*** Exercise materials ***
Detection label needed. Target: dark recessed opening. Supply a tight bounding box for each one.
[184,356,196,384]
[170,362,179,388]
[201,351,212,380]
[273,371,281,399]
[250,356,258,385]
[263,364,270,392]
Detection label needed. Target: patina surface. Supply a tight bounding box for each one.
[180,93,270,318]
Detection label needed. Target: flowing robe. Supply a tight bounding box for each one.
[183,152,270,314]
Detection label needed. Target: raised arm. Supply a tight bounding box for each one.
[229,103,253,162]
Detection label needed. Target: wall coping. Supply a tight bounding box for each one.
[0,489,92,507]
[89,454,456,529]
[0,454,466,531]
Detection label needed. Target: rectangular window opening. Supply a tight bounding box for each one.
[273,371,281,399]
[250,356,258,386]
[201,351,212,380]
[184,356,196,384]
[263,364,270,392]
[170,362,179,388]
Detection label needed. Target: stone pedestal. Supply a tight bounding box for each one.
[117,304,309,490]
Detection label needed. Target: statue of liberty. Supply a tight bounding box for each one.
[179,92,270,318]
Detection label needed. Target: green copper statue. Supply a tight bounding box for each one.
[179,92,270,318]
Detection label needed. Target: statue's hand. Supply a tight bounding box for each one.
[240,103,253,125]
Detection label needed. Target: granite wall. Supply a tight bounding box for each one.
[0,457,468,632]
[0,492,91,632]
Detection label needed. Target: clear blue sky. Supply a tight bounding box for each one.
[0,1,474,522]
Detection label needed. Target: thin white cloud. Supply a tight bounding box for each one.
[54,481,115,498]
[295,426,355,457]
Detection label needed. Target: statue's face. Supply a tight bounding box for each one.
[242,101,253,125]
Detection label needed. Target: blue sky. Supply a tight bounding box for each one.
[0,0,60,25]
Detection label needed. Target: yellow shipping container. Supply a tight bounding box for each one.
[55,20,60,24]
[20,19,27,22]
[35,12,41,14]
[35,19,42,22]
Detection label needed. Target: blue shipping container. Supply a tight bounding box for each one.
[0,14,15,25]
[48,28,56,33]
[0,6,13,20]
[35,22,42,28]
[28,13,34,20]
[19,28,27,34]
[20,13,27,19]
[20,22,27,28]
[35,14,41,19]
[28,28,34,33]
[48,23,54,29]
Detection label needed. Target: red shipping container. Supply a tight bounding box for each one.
***
Problem details - Rewrite all of the records above, swapping each "Supply" for "Provide" and leaving every other character untouched.

Problem solution -
Detection label needed. Target: dark recessed opening. Provide a tight bounding box for each one.
[184,356,196,384]
[170,362,179,388]
[201,351,212,380]
[273,371,281,399]
[250,356,258,385]
[263,364,270,392]
Detection label needed. Target: patina surface. Provide a tight bounding box for each one.
[180,93,270,318]
Detection label needed. Target: flowing robe. Provide a tight bounding box for each one.
[183,152,270,314]
Detection label needed. Target: raised arm. Provide a tight bounding box for each one.
[229,103,253,162]
Detection label needed. Target: wall coping. Provide a tight bounding box for each one.
[0,489,92,507]
[89,454,456,529]
[0,454,466,531]
Detection label needed. Target: rectangular window opening. Provide a tight bounding box for each one.
[273,371,281,399]
[250,356,258,386]
[201,351,212,380]
[184,356,196,384]
[263,364,270,392]
[170,362,179,388]
Detection label needed. Target: stone pedestal. Provide a tight bounding box for each one.
[117,304,309,490]
Detection label needed. Target: statue of liberty. Provide a tight bounding box for each one.
[179,92,270,318]
Detection label needed. Target: green copper statue. Provide a tight bounding box for each one.
[179,92,270,318]
Detection label needed. Target: statue's hand. Provide a tight bounding box for each one.
[240,103,253,125]
Detection label needed. Target: granite wall. Provide a tight bounding box for each one.
[0,457,468,632]
[0,492,91,632]
Detection label needed. Target: clear blue sky. Provide a tight bounding box for each one.
[0,1,474,522]
Detection label needed. Target: thin white cloud. Provide a tight bounding box for each one.
[54,481,115,498]
[295,426,355,457]
Detection label needed. Target: statue's face. Provide a tight bounding box for each one.
[242,101,253,125]
Detection label needed. Target: blue sky. Provide a tight bounding box for each one.
[0,0,60,25]
Detection label needed. Target: yellow shipping container. Provide a tight bounding box for each one.
[55,20,60,24]
[20,19,27,22]
[35,12,41,14]
[35,19,42,22]
Detection label needed. Target: blue shipping container. Provide a tight bounding box for each one.
[0,14,15,25]
[48,28,56,33]
[0,6,13,20]
[35,22,42,28]
[28,13,34,20]
[19,28,27,34]
[20,13,27,19]
[20,22,27,28]
[35,14,41,19]
[28,28,34,33]
[48,23,54,29]
Detection label needed. Target: red shipping container. Provide a tight bounding box for each one.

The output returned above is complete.